**Tasks to perform**
- a) Summarize the piece on RFK Jr.'s autism remarks in two sentences.
- b) Extend the piece on RFK Jr.'s autism remarks, picking up right after its final sentence.

Earlier in April, he reported to President Trump that his department "will know what has caused the autism epidemic" and will "be able to eliminate those exposures" in the next 5 months. Because what could be more important than eliminating autism if you see it the way he does:
“This is an individual tragedy as well. Autism destroys families. More importantly, it destroys our greatest resource, which are children. These are children who should not be, who should not be suffering like this. These are kids who, many of them were fully functional and regressed, because of some environmental exposure, into autism when they're 2 years old. And these are kids who will never pay taxes. They'll never hold a job. They'll never play baseball. They'll never write a poem. They'll never go out on a date. Many of them will never use a toilet unassisted.”
Those words didn’t come from some random podcaster or a celebrity sharing their uninformed opinion on a talk show. It's not a fringe opinion floating around social media for the shock value. That was part of a scripted speech by the person appointed by the President of the United States, and confirmed by 52 of the 53 Republican senators, to oversee the U.S. Government's health and disability policy.
If that makes your stomach turn, you're not alone. And you're not overreacting, because when someone with a platform that big ~ and a last name that famous ~ says people like us are a problem that needs to be eradicated, it's not just offensive; it's harmful and it's dangerous. Historically, this cabinet role has gone to a highly qualified person with an understanding of medical ethics, disability rights, and public health. Instead, we have someone who is already using the platform to revive the ugliest parts of our history, the parts where neurodivergent people were treated like contagions to be isolated, or mistakes to fix.
What's even worse is that he's framing autistic people as victims, people who've been "injured," people who've been damaged, people he wants to help, but the thing about pity is that it always hides a power imbalance. It may sound softer than hatred or disgust, but the result is the same: someone else decides that a life is less valuable; someone else decides what should be done about that. And let's be really clear here: This is not new; it's just louder now.
Those of us who are neurodivergent have lived our whole lives under the weight of this narrative, even before we knew we were neurodivergent. We got the message loud and clear that our natural way of existing was unpleasant, inconvenient, a burden, and that our lives would be better ~ meaning, more acceptable to others ~ if we could just be less like ourselves. Most of us grew up with that story weaved into our family dynamics, our school experiences, our relationships with peers, and how we came to understand ourselves. Now that story is being amplified again, only this time by the person at the helm of the country's health department, who should know more and do better.
So today, I'm going to call out what's wrong with RFK Jr.'s stance, and what's missing from the conversation he's trying to dominate. Because we are not a plague, we are not destroyed, and we are not their problem to solve.
Let's start with the idea that autism and other neurodevelopmental differences are new, which is not a casual comment; it's the bedrock of RFK Jr.'s entire argument. He claims that when he was growing up, autism didn't exist, or at least it was so rare that no one had ever seen it. And he's not aware of any autistic people his age, so there must not be any. He offers this as proof that autism must be caused by something external ~ toxins, chemicals, ultrasound exposure, obese parents ~ something that "injured" babies and children, and made them autistic. RFK Jr. said whatever it was became a problem in 1989, causing this epidemic, and once it's identified, we'll be able to prevent autism.

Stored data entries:
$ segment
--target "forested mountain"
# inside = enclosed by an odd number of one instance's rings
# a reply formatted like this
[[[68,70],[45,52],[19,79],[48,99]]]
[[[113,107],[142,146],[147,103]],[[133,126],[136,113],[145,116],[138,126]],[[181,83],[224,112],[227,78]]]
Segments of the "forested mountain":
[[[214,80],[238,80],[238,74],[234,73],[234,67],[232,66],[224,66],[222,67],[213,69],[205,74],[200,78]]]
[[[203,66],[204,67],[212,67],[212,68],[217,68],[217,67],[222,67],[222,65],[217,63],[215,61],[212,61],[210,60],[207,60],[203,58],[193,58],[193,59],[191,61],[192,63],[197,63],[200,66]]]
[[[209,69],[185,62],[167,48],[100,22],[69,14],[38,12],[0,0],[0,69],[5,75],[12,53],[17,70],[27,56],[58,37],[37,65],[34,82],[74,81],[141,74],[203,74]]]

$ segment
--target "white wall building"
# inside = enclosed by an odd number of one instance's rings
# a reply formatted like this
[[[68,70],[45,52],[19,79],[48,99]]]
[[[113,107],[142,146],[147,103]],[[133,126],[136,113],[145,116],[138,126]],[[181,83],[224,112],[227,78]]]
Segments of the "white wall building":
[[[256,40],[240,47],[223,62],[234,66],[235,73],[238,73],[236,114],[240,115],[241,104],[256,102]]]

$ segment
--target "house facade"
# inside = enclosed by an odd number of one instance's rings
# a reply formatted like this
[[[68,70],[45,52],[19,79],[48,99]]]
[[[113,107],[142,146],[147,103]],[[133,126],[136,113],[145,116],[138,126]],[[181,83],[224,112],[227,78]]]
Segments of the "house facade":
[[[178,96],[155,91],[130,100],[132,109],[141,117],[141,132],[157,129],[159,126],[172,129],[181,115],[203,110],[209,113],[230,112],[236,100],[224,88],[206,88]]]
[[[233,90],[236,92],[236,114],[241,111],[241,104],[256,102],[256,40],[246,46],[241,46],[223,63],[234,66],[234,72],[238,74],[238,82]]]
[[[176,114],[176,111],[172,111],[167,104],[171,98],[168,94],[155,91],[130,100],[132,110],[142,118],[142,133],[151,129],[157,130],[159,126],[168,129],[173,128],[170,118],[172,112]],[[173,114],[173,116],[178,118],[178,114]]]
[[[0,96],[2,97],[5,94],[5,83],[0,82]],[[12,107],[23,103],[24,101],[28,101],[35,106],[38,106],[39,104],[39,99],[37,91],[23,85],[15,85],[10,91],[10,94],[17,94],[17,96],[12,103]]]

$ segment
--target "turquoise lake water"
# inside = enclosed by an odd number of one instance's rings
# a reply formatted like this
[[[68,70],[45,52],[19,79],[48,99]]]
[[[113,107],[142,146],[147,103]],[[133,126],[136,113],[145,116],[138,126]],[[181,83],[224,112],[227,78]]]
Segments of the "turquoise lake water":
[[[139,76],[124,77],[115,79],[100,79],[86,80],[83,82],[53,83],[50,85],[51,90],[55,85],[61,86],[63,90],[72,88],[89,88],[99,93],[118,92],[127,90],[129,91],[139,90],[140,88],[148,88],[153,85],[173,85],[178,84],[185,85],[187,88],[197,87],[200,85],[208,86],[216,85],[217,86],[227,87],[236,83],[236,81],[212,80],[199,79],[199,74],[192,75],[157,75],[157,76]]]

**Task-by-task results**
- a) The piece criticizes RFK Jr., the official confirmed to oversee U.S. health and disability policy, for a scripted speech portraying autism as a tragedy that destroys families and children, and for saying his department will find and eliminate the exposures that cause it. It argues that his pitying framing of autistic people as injured victims revives a harmful history of treating neurodivergent people as problems to fix, and it begins to challenge his core claim that autism is new and externally caused.

- b)
First of all, how fucking dare he? And also, there were autistic people before 1989. There have always been autistic people, and people with ADHD, and people with different levels of intellectual functioning, and differences related to motor coordination, communication, and learning. We existed, but we were locked in institutions, or hidden at home, or shamed into silent compliance, quietly failed by every system, some of us neglected or abused into submission, or death.
This fantasy that neurodivergent people are a "modern problem" erases an entire history of brilliant, immeasurable contribution, and of banishment and violence. It pretends that increased diagnosis is an indication of some kind of societal decline, rather than a sign that more people are being supported enough to survive, to be known, and to demand that their existence be valued.
And RFK Jr. doesn't stop at autism. This is something he said with complete confidence during his Senate confirmation hearing: “Twenty years ago, there was no diabetes in China. Today fifty percent of the population is diabetic.” That is objectively and indisputably false. And it matters, because it shows us something critical: RFK Jr. is not afraid to say completely untrue things into a microphone. He's not invested in the truth. He's interested in narratives ~ stories he likes because they reinforce his belief that modern medicine, chemicals, and social change have poisoned us, and that his version of "natural" health can save us.
But narratives are dangerous when they're this disconnected from reality and this emotionally charged ~ especially coming from a person in his position, because they're not just inaccurate. They shape policy. They influence funding. They affect what services people get, how needs are seen, and who is allowed to define what's "healthy" or "normal" in the first place.
The irony here is impossible to ignore. The Kennedy family ~ his family ~ played a crucial role in deinstitutionalizing people with what were known as developmental disabilities and mental illness in the United States. His uncle, President John F. Kennedy, signed the Community Mental Health Act into law just 3 weeks before he was killed. Eunice Kennedy Shriver, RFK Jr.'s aunt, founded the Special Olympics, and spent her life advocating for dignity, inclusion and community-based support. They did those things in part because of their own sister, Rose Marie, another of RFK Jr.'s aunts, whose development and behavior were atypical, so she was educated separately from her eight brothers and sisters before being lobotomized in secret at the age of 23, then spending the rest of her life ~ another 63 years ~ living in an institution, largely without any contact with her parents or other family members.
Now we have a Kennedy at the helm of federal health policy who, just last year, was talking about his goal of building "hundreds of healing farms" where people, including children, can go "get off drugs," including medications prescribed for depression, anxiety, and ADHD. Here’s something he said in 2024:
“My Peace Corps program is going to be wellness farms ~ rehabilitation facilities that I'm gonna start in rural areas all over the country, where people, any American, can go for free. Any of them who is dependent on drugs, either legal drugs or illegal drugs ~ psychiatric drugs, which every black kid is now just standard put on ~ Adderall, SSRIs, benzos, which are known to induce violence ~ and those kids are gonna have a chance to go somewhere and get re-parented.”
You can't pretend that's progress. It's almost laughable, but it's not funny. It's dystopian, because this isn't just some rich, white guy making outlandish comments about healthcare. He made those comments last year, when he was a presidential candidate, and now he's in charge of national policy, having just asserted that black kids who've been diagnosed with ADHD and emotion regulation problems are also violent, and should be removed from their families and communities and "re-parented."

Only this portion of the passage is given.